--- START OF PASSAGE GIVEN ---

When studying my batmitzvah portion for my Dvar Torah, the part that stood out for me was this enormous dilemma the Israelites faced when they got to the Red Sea.  Imagine you were an Israelite who has been in slavery for 400 years. You were finally set free and dropped everything to leave the only home and life you knew, slavery, and raced out of Egypt.  You are now standing at the Red Sea 3,500 years ago. In front of you, you can see the Red Sea. It's wide and raging. If you were to try to swim across it, you will probably drown. Behind you, you can hear Pharoh’s Egyptian soldiers on horseback. They are coming closer and closer. They are wanting to capture you. You have two options, you could risk walking into the Red Sea and probably dying or, you could be captured by Pharoh’s Egyptian soldiers and taken back to Slavery once more!!! Oy vey, what a dilemma

In your mind you’re thinking, on the one hand I would take the risk of dying but die a free person.   But on the other hand, I could allow myself to be captured and go back to being a slave and stay alive.

Being a free person means you can choose to do right or wrong. You have choice. And in my mind if you don't have choice, you're not fully alive. Even if you were to choose being free and maybe the chance of you dying, you won't be completely free because if you were completely free it would be chaos. I know I'm free. I can make my own decisions. But I also know that my parents have set limits for me too, such as a bedtime and rules that are there to keep me safe and sound.

--- END OF PASSAGE GIVEN ---

■ CHALLENGE 1:
Reproduce the Red Sea passage in full, word for word.

--- START OF GIVEN INFORMATION ---

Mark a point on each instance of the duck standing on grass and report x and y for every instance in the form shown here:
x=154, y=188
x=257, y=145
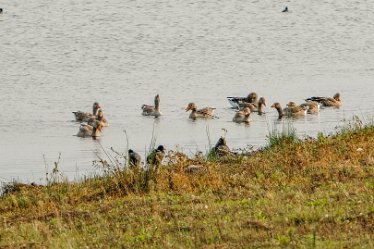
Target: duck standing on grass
x=134, y=159
x=327, y=101
x=207, y=112
x=156, y=156
x=221, y=149
x=150, y=110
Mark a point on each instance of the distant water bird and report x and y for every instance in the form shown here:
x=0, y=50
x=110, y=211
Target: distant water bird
x=207, y=112
x=238, y=102
x=134, y=159
x=100, y=117
x=327, y=101
x=152, y=110
x=85, y=116
x=156, y=156
x=221, y=149
x=256, y=107
x=86, y=130
x=242, y=116
x=292, y=110
x=312, y=107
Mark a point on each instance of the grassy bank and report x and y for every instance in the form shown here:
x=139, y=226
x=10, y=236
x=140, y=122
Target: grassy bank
x=316, y=193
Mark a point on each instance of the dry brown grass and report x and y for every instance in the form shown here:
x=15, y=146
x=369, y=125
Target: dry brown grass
x=299, y=194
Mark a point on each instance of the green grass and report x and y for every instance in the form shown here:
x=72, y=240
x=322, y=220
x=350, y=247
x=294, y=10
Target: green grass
x=317, y=193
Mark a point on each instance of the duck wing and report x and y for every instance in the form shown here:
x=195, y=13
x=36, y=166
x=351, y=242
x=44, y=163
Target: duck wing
x=207, y=111
x=148, y=109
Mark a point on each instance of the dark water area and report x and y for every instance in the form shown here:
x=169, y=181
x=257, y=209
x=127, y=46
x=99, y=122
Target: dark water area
x=61, y=56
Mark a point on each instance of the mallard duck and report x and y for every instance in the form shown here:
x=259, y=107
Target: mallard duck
x=238, y=102
x=292, y=110
x=242, y=116
x=134, y=159
x=100, y=117
x=156, y=156
x=221, y=149
x=207, y=112
x=312, y=107
x=152, y=110
x=85, y=116
x=256, y=107
x=86, y=130
x=327, y=101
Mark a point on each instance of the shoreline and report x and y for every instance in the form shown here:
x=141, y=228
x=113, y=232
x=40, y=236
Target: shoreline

--- END OF GIVEN INFORMATION ---

■ CHALLENGE 2:
Gather every line of the entries above that contains the word "brown". Matching is case-sensitive.

■ COMPLETE OUTPUT 1:
When studying my batmitzvah portion for my Dvar Torah, the part that stood out for me was this enormous dilemma the Israelites faced when they got to the Red Sea.  Imagine you were an Israelite who has been in slavery for 400 years. You were finally set free and dropped everything to leave the only home and life you knew, slavery, and raced out of Egypt.  You are now standing at the Red Sea 3,500 years ago. In front of you, you can see the Red Sea. It's wide and raging. If you were to try to swim across it, you will probably drown. Behind you, you can hear Pharoh’s Egyptian soldiers on horseback. They are coming closer and closer. They are wanting to capture you. You have two options, you could risk walking into the Red Sea and probably dying or, you could be captured by Pharoh’s Egyptian soldiers and taken back to Slavery once more!!! Oy vey, what a dilemma

In your mind you’re thinking, on the one hand I would take the risk of dying but die a free person.   But on the other hand, I could allow myself to be captured and go back to being a slave and stay alive.

Being a free person means you can choose to do right or wrong. You have choice. And in my mind if you don't have choice, you're not fully alive. Even if you were to choose being free and maybe the chance of you dying, you won't be completely free because if you were completely free it would be chaos. I know I'm free. I can make my own decisions. But I also know that my parents have set limits for me too, such as a bedtime and rules that are there to keep me safe and sound.

■ COMPLETE OUTPUT 2:
Mark a point on each instance of the dry brown grass and report x and y for every instance in the form shown here:
Target: dry brown grass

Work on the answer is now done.